* [LISTED RECORDS]
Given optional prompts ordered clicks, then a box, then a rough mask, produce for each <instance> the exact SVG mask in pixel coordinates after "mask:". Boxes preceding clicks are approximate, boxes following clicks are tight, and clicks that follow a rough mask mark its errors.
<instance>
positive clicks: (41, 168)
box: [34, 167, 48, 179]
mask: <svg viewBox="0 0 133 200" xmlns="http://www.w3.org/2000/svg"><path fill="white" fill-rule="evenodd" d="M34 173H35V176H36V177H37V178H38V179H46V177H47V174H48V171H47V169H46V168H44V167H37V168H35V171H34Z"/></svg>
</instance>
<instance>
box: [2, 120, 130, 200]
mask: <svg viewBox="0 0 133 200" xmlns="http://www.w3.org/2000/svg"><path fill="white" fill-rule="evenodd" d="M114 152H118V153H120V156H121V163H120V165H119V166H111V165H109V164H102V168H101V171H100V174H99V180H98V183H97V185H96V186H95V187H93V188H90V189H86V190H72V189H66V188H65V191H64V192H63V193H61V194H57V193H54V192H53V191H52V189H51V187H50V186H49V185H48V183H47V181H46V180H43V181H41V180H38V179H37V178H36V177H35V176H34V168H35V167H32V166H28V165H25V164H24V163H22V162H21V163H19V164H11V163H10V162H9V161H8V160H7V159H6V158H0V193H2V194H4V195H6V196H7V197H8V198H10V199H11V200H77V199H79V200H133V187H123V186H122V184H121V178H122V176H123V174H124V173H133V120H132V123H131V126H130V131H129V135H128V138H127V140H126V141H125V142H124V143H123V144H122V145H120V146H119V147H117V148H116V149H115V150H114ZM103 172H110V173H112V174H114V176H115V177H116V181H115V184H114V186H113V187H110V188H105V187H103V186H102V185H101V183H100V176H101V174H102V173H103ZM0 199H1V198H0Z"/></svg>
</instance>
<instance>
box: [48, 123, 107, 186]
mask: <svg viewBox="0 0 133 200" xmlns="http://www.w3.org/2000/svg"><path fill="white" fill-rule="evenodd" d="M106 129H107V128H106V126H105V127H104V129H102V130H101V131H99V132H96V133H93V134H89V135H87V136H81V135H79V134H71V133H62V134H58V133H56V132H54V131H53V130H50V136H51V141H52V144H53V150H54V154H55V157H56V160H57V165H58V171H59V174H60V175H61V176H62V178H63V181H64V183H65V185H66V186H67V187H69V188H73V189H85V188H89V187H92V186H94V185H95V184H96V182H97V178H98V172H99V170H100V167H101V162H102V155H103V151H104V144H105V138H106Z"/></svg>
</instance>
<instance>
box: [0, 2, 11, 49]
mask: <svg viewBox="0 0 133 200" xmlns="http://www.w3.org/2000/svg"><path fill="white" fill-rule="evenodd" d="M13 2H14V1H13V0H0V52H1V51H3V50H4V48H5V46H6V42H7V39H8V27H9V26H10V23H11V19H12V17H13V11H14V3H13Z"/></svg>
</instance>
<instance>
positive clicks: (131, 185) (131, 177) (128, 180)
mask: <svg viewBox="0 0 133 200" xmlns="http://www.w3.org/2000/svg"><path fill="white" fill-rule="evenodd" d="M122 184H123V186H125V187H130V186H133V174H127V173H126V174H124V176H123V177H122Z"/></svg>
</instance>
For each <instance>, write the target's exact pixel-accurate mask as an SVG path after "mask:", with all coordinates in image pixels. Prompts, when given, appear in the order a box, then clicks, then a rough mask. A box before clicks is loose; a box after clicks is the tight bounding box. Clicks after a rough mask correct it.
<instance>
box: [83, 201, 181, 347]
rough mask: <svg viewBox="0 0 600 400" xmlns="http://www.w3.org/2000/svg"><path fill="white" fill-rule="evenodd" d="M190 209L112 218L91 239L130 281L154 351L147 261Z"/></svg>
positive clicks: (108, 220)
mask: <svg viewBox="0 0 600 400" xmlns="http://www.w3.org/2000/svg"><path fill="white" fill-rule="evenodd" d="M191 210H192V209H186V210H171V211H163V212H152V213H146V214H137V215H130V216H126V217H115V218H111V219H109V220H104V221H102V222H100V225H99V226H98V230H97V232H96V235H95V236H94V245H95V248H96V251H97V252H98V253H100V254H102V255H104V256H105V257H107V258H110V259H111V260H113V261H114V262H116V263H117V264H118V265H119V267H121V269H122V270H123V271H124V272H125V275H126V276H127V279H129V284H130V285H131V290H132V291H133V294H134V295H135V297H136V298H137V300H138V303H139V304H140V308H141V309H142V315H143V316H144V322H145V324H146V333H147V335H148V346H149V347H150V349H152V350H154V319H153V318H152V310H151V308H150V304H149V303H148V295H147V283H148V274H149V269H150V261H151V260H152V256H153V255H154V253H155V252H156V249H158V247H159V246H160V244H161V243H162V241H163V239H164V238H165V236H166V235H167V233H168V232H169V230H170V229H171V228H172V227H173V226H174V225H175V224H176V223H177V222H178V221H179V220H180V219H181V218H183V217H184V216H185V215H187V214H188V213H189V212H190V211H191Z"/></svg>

* [WHAT IS NEEDED] Return each line of the records above that contains the string "pixel", copying those lines in their original order.

* [TASK RESULT]
Given optional prompts ordered clicks, then a box, then a rough mask, produce for each <instance> the exact SVG mask in pixel coordinates after "mask:". Boxes preceding clicks are approximate, boxes following clicks are tight, and clicks that follow a rough mask mark its errors.
For each <instance>, write the target's exact pixel-accurate mask as an SVG path after "mask:", with all coordinates in image pixels. Prompts, when given, appear in the order a box, then clicks, then a rough mask. A box before clicks is loose; a box after clicks is the tight bounding box. Clicks after a rough mask correct it.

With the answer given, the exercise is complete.